Selected extract:
[start]
Thanks everyone,some good ideas in there,Oh the knot i was trying to describe is the constrictor knot..

Good shooting...Tassie


----------



## Happy Camper (Nov 21, 2014)

I am going to try Spiderwire Stealth Braid the next time I have to tie one.


----------



## wll (Oct 4, 2014)

Tracker378 said:


> I am going to try Spiderwire Stealth Braid the next time I have to tie one.


What type of knot would you tie with that, won't spider wire cut through rubber real easily ?

wll


----------



## Susi (Mar 3, 2013)

Similar to poster "something original", I cut thin strips maybe 1/8th inch wide from broken bands and use that exclusively...effectively recycling broken elastic...it's no heavier than the rest of the rubber elastic...and using a pair of fine needle nosed pliers to do a tuck under the final 2 wraps. I wrap 5 times plus the 2 to tuck under. Method for new shooters...

2. Wrap while stretched (I use a bench vise with towel to hold the fork) 5 wraps.

3. Place a thin needle nosed pier over the 5 wraps

4. Wrap 2 more wraps but including over the closed jaws of the plier

5. Open the jaws of the plier a bit and grab the wrap's loose end you are holding in your fingers

6. Pull the wrap under the previous two wraps and vola...you've done it. The rubber wrap holds itself in place due to friction rubber to rubber.

Jorg has a video on youtube about this needle nosed plier method.

You can substitute a string loop for the needle nose plier, putting the lose end of the wrap through a loop in a piece of string and pull the wrap through under the previous 2 wraps.

You can easily avoid tieing forks, only tieing pouches, if you use a slot for bands and a hole for tubes. Stretch and insert for slots/bands, plug the tube on the side facing the target with a BB or apt sized shot or plug or piece of golf tee.

There are youtube vids on that method also. For the life of me I can't figure out how to post a link, the editor doesn't work in my computer, using IE and Windows..


----------



## Pebble Shooter (Mar 29, 2014)

The so-called "wrap & tuck" method using thin rubber strips, ideally cut from old torn bands, has worked extremely well for me to attach band sets to the pouch & slingshot forks.
[end]
Available data:
[start]
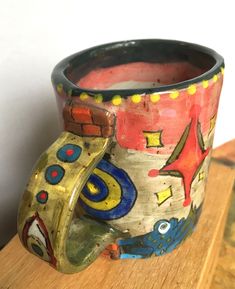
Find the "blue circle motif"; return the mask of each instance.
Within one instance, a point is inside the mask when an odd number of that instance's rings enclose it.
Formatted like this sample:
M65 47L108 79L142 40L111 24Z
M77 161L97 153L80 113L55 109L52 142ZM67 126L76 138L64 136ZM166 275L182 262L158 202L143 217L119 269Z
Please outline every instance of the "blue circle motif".
M132 180L128 174L112 163L102 159L97 168L109 174L119 185L119 190L121 192L121 199L118 205L109 210L98 210L90 207L81 198L79 198L79 203L83 209L91 216L100 220L114 220L125 216L134 206L137 198L137 190ZM109 189L107 184L96 174L92 174L88 182L93 183L98 189L99 193L92 195L87 191L87 184L82 190L82 194L87 197L90 201L99 202L105 201L109 195Z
[end]
Prompt A:
Rewrite the part of the slingshot thread starting at "## Susi (Mar" and ending at "fork) 5 wraps.", replacing "bench vise" with "workbench clamp".
Prompt B:
Output every line of the rows that come after the slingshot thread as a numbered list. Skip blank lines and leave the picture out.
The slingshot thread and the rows are unrelated material.

Full output A:
## Susi (Mar 3, 2013)

Similar to poster "something original", I cut thin strips maybe 1/8th inch wide from broken bands and use that exclusively...effectively recycling broken elastic...it's no heavier than the rest of the rubber elastic...and using a pair of fine needle nosed pliers to do a tuck under the final 2 wraps. I wrap 5 times plus the 2 to tuck under. Method for new shooters...

2. Wrap while stretched (I use a workbench clamp with towel to hold the fork) 5 wraps.

Full output B:
1. Find the "blue circle motif"; return the mask of each instance.
2. Within one instance, a point is inside the mask when an odd number of that instance's rings enclose it.
3. Formatted like this sample:
4. M65 47L108 79L142 40L111 24Z
5. M77 161L97 153L80 113L55 109L52 142ZM67 126L76 138L64 136ZM166 275L182 262L158 202L143 217L119 269Z
6. Please outline every instance of the "blue circle motif".
7. M132 180L128 174L112 163L102 159L97 168L109 174L119 185L119 190L121 192L121 199L118 205L109 210L98 210L90 207L81 198L79 198L79 203L83 209L91 216L100 220L114 220L125 216L134 206L137 198L137 190ZM109 189L107 184L96 174L92 174L88 182L93 183L98 189L99 193L92 195L87 191L87 184L82 190L82 194L87 197L90 201L99 202L105 201L109 195Z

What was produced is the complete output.